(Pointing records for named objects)

[start]

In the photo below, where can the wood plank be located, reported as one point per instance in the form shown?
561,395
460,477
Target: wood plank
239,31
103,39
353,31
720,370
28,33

[end]

TASK GOAL:
Write out every line of the listing above, reproducing each one without any change.

THE ANSWER:
In the photo below, where can the wood plank be located, reported as one point per instance in the form shown?
561,395
460,477
Target: wood plank
239,31
103,39
353,31
720,370
28,33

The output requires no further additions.